_Passage_:
== Segment start ==

12. Breusch Pagan in Depth (Optional)
Breusch-Pagan Test for Heteroscedasticity (revisited)
Now that we’ve covered regression, let’s look at the Breusch Pagan test in more depth. The Breusch-Pagan test is one of many tests for homoscedasticity/heteroscedasticity. It takes the residuals from a regression, and checks if they are dependent upon the independent variables that we fed into the regression. (Note that we’ll explain residuals in a few videos within this lesson, so feel free to jump back here after you watch the video “Linear Regression”). The test does this by performing a second regression of the residuals against the independent variables, and checking if the coefficients from that second regression are statistically significant (non-zero). If the coefficients of this second regression are significant, then the residuals depend upon the independent variables. If the residuals depend upon the independent variables, then it means that the variance of the data depends on the independent variables. In other words, the data is likely heteroscedastic. So if the p-value of the Breusch-Pagan test is ≤ 0.05, we can assume with a 95% confidence that the distribution is heteroscedastic (not homoscedastic).

== Segment end ==

_Task description_:
Answer these questions from the passage on the Breusch-Pagan test:
(a) What does the test take from a regression, and what does it check about them?
(b) What second regression does the test perform?
(c) What p-value leads to the assumption, with 95% confidence, that the distribution is heteroscedastic?
The material that comes next has no connection to the passage on the Breusch-Pagan test.

_Stored data_:
== Segment start ==

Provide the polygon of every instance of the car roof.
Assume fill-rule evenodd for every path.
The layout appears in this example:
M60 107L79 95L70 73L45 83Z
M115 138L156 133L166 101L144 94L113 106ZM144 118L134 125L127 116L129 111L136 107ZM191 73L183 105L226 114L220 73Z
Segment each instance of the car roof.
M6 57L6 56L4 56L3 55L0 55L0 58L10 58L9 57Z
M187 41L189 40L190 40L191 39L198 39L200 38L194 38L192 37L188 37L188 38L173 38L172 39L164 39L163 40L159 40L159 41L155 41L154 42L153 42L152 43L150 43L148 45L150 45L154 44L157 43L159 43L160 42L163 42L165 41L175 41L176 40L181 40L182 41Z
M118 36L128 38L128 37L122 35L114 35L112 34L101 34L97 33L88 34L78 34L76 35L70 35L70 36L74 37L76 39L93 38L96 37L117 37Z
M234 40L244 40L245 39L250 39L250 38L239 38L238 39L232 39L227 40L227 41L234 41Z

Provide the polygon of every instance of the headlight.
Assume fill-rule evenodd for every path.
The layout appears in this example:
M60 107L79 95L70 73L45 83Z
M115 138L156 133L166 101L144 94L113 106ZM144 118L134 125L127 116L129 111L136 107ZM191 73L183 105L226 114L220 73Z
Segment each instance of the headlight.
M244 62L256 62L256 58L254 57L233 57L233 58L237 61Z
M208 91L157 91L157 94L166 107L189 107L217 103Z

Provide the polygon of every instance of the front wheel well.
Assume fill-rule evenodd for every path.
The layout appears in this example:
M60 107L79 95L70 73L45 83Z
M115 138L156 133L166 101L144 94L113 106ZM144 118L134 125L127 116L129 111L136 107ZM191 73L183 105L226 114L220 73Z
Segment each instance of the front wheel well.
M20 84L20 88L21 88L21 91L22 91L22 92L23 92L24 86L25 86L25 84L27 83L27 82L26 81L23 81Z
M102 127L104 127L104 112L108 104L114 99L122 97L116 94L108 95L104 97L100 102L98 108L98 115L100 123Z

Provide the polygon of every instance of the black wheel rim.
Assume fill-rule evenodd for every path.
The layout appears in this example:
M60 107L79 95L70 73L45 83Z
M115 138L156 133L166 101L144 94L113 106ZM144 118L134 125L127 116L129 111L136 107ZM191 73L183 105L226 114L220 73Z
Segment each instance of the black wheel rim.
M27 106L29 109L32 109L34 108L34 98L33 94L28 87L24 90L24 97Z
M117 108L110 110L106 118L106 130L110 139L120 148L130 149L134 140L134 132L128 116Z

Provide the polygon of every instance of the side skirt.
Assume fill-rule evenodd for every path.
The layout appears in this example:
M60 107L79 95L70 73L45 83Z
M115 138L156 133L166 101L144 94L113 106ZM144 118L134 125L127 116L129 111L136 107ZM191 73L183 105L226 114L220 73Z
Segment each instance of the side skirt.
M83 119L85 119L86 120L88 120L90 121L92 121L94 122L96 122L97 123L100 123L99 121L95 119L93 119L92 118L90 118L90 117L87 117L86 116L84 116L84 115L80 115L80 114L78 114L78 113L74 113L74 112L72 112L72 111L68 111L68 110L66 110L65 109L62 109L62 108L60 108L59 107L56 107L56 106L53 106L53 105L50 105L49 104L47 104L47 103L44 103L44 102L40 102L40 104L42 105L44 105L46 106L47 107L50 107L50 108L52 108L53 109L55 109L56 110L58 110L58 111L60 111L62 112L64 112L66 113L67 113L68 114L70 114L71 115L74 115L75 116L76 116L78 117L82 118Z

== Segment end ==

_Exercise answer_:
(a) It takes the residuals and checks whether they depend on the independent variables fed into the regression.
(b) A regression of the residuals against the independent variables, to check whether its coefficients are statistically significant (non-zero).
(c) A p-value of 0.05 or less.